** TEXT SHOWN follows **

My truck is an '08 Nissan Frontier,
4-door so I can load up my daughter/s, friends, granddog.
It has a 6' box. Eighteen bales of hay isn't much of a load
but it's all I can store in my goat/pony shed.
This last load I got was fresh from the field,
right out of the hay wagon. I put my face into it and inhaled.
The deep scent pulled me into the past.
Into dozens of summers.
Hundreds of mornings riding a horse along newly mowed meadows.
Afternoons spent steering a tractor to follow the swath,
hay rake clicking behind as it tossed the drying grass into windrows...
or balancing on the swaying deck of a hay wagon to pull each bale birthed from the baler and throw it back to be stacked.
Sore fingers that turned calloused from the twine.
Arms with the prickly "rash" of someone who knows how to handle a bale, how to place the first so that you can drop the next ones off the wagon and watch them bounce off that first to roll strategically close to the stack.
Sore muscles that rebounded for the next day's work, muscles that grew and became defined in my shoulders, my arms, my abs.
Those were perks. Along with eating as much of whatever I wished whenever I wanted.
And sleeping deeply at night.
Though more than once I woke to find myself standing next to my bed,
swinging invisible bales.
Yesterday I wheeled a chair
through the wide hallways and conditioned air
of the respected local clinic/hospital.

** End of TEXT SHOWN **

Rewrite the part of the piece about hay that opens with the words containing "The deep scent" and closes with "to be stacked.", putting "mower" in place of "tractor". The records below have no connection to the piece about hay.

** INFORMATION SHOWN follows **

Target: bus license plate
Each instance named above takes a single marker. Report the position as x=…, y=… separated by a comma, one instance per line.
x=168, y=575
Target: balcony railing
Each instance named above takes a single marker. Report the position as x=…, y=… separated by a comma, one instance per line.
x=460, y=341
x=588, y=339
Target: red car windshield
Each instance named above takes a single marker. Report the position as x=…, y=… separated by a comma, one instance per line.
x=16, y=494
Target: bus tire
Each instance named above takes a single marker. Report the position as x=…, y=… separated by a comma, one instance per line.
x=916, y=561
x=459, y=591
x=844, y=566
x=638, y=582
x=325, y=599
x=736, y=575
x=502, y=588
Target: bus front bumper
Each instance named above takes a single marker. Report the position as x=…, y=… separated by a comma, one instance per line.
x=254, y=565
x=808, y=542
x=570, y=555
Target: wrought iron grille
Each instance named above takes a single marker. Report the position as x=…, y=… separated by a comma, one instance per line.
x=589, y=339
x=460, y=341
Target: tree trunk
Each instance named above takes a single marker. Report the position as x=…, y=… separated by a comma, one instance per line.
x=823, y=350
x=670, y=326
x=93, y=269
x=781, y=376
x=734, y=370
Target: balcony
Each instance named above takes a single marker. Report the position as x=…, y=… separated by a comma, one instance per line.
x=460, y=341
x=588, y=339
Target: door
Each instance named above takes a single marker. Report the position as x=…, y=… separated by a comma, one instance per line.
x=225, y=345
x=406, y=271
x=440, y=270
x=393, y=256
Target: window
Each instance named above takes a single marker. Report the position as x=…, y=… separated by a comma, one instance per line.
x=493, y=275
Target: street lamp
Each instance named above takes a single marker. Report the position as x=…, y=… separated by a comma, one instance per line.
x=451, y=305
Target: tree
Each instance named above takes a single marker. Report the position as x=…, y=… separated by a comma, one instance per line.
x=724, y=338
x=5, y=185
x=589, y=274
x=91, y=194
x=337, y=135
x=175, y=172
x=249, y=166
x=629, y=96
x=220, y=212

** End of INFORMATION SHOWN **

# RESULT FOR THIS TASK
The deep scent pulled me into the past.
Into dozens of summers.
Hundreds of mornings riding a horse along newly mowed meadows.
Afternoons spent steering a mower to follow the swath,
hay rake clicking behind as it tossed the drying grass into windrows...
or balancing on the swaying deck of a hay wagon to pull each bale birthed from the baler and throw it back to be stacked.